* begin Text provided *

By the time you read this, you’re gonna be wondering why I wrote this today, August 5th an hour and a half past noon in Manila; quarter after one, New York time.
It’s going to cross your mind when you’re alone, thinking about how your life had been for the past few years or so. You’ll remember me, I assume, because you always told me you’ll never forget me. So, automatically, when you feel pain in my memories, you’ll think of this letter I wrote in broad daylight–at a time when I really should be doing something else. You’ll also probably remember this when you’re at your favorite cafe because I will always assume that coffee will remind you of me. Or maybe at a bookstore, when you’re browsing through classics because I know you find it amusing for someone as cheery as me would love tragedies.
I bet you’ll remember this when you see vinyl records. Or rock music in general. You’ll probably recall this when American Idol airs or when you watch reruns. And I’m pretty sure you’ll remember this at the mention of Superman because you once told me I’ll always be your Lois Lane.
Except perhaps I never was.
And probably never will be.
Truth is, the words on this piece have long been written, memorized wholeheartedly. The words in this supposed-tale are words that my fingers have long itched to pen, something I have long kept unsung.

* end Text provided *
* begin Supplied data *

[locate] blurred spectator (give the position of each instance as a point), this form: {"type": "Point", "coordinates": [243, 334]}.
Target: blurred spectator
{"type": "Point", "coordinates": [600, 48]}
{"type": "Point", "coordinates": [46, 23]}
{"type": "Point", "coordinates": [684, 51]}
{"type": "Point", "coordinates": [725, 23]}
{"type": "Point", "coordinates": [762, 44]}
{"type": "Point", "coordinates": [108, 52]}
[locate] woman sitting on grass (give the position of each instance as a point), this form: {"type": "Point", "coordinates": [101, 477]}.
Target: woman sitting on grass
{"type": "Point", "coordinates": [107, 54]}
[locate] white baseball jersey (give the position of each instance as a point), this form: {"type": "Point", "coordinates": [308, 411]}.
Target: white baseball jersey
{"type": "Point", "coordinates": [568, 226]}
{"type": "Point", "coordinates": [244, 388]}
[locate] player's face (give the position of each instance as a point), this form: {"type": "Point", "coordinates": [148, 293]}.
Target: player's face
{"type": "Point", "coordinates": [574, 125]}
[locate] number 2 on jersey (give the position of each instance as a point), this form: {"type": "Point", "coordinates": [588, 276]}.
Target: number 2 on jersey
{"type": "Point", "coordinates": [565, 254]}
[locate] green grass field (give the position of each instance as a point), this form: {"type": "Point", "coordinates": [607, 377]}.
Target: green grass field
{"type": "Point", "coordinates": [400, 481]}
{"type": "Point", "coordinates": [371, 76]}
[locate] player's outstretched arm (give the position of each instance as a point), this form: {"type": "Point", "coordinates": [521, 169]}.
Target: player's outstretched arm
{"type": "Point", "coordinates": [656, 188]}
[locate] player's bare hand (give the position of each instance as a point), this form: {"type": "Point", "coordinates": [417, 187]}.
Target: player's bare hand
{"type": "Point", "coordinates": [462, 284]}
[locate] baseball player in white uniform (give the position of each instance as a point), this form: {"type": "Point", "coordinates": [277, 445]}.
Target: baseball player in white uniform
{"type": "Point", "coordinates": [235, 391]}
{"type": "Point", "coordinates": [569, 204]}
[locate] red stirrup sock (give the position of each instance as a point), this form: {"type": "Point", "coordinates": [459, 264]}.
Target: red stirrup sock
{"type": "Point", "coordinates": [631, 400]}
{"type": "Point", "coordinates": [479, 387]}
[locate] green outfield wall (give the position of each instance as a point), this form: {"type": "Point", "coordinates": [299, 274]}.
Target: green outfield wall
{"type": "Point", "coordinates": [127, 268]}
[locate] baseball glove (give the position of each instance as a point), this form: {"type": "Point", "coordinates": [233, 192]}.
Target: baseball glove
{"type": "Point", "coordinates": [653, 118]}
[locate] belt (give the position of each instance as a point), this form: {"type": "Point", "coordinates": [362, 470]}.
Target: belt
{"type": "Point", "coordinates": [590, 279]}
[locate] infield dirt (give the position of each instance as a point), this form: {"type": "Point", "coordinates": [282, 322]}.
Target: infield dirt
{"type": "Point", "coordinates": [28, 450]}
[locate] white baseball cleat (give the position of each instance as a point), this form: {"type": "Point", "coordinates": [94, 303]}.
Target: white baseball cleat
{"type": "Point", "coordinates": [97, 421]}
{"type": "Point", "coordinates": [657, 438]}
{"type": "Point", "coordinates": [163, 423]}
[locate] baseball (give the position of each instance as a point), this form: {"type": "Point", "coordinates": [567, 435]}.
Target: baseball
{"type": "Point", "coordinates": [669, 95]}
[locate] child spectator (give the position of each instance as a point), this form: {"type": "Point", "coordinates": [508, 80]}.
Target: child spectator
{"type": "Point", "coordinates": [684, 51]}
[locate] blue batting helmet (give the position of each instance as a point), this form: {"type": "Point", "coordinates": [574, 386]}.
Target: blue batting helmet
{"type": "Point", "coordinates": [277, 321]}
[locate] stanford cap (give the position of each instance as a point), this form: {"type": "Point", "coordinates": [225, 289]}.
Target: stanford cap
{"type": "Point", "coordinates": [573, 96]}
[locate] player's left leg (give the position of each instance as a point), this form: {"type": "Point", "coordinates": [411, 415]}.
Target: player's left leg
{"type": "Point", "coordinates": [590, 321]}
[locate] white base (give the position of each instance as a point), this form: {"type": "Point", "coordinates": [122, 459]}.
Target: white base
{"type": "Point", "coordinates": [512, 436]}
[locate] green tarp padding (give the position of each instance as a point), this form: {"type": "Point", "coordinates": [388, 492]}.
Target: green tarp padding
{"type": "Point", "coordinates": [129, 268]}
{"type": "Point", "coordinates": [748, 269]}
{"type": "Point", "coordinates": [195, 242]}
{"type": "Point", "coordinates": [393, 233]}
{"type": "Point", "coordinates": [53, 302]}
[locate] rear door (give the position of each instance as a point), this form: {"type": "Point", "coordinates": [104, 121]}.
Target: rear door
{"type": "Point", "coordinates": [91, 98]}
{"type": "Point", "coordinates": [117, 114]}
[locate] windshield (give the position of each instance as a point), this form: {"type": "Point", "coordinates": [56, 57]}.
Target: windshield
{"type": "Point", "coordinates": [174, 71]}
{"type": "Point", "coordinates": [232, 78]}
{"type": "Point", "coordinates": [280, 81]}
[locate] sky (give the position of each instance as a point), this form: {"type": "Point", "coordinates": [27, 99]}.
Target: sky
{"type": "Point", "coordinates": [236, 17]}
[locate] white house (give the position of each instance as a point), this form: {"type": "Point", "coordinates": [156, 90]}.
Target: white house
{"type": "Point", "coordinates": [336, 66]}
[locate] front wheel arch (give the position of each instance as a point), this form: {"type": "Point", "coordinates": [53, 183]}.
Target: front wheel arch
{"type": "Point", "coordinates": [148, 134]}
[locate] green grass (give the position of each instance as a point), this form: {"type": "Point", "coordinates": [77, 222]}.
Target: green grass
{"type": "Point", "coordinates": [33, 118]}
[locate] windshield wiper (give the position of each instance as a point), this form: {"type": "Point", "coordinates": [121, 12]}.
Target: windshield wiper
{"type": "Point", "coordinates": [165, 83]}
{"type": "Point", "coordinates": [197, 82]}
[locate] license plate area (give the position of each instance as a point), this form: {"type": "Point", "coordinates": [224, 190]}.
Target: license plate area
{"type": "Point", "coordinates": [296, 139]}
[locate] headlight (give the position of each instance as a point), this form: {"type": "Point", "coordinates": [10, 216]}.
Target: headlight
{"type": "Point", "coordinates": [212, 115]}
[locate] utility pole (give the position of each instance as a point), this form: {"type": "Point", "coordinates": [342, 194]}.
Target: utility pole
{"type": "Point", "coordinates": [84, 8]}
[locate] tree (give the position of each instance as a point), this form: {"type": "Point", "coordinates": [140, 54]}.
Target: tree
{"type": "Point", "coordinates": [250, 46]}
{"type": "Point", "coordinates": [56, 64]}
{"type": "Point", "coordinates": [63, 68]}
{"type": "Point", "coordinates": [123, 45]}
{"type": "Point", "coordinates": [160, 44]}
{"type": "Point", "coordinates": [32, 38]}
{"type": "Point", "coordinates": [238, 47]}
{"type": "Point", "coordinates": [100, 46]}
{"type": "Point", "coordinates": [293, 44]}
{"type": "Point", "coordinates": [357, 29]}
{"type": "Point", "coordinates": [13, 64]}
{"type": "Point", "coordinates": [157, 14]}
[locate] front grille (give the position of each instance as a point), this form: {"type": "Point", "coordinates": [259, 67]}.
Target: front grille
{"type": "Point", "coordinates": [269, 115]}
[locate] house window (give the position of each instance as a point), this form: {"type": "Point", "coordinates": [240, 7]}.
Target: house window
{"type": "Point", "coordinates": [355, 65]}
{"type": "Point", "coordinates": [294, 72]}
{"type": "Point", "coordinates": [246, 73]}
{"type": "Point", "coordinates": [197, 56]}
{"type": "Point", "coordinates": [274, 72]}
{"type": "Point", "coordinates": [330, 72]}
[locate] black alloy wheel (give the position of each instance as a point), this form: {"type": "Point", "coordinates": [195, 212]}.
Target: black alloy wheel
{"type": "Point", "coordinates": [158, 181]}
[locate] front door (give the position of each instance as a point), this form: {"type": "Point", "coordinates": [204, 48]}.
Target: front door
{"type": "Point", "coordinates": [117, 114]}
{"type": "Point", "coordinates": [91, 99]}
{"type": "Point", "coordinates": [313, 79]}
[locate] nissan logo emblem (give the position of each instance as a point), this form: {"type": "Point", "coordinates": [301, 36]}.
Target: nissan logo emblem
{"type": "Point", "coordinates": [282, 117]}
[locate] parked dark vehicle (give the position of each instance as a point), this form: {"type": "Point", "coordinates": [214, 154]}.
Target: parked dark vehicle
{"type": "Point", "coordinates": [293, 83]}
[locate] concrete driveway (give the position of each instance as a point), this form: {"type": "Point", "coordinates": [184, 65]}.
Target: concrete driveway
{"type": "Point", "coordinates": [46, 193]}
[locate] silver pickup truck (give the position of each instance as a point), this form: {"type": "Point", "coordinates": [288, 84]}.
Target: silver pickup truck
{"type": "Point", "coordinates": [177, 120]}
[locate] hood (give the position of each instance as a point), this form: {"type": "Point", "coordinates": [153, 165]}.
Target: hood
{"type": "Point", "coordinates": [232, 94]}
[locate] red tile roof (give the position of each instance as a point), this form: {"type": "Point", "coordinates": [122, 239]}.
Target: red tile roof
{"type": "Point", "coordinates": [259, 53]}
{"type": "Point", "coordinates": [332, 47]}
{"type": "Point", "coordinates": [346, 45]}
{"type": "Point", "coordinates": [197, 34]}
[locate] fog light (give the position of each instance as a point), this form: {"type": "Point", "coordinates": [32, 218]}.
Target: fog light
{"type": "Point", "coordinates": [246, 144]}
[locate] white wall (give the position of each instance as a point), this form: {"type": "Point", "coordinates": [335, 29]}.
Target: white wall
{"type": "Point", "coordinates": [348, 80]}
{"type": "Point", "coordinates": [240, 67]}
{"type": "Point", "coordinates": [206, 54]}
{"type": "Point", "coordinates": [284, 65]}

* end Supplied data *

### Jobs:
1. In the letter written on August 5th, list every occasion that the paragraph beginning "I bet you'll remember this" names for remembering the letter.
2. Extend the letter written on August 5th, picking up right after its final sentence.

### Answers:
1.
- Seeing vinyl records
- Rock music in general
- When American Idol airs or when reruns are watched
- The mention of Superman

2.
I was never the brave one, not the slightest brave that you always were. Although I have acted well on it, kept appearances. Covered a bruised heart with kind-hearted smiles. I was always the puzzle that needed to be figured out. That one puzzle you thought you’d solved but a closer look reveals a missing piece.
Yet, despite it all, you didn’t stop searching for that one piece that would finally complete me. You tried being that piece unknowingly, the piece simply doesn’t exist. Only one thing completes me and that’s a place somewhere 8, 000 miles away. There’s a huge chance that as you remember this, I might have found my way there, miles away. And I have found my puzzle piece on my own.
So, I write this today to say something I never had the courage to tell you; something I rarely say–something I try hard not to say. I don’t believe in saying this but with you, I feel like I need to.
For a lot of things, actually.
Things you don’t need to know about; things you know. I’m sorry for the things you lost; for the ones you gained but didn’t want. I’m sorry for the things you felt when you were with me–and best of all, I’m sorry for the things you didn’t.
I just want you to know and I hope you never forget, that just like you, I have reasons–not excuses–for the things I did and for the things I didn’t; for the things I can do and the things I can’t. For the things I gave and the things I didn’t.
Yet, I’m telling you, I was at my bravest in loving and leaving you.
You were wrong about me.
I’m not the one.
I never was.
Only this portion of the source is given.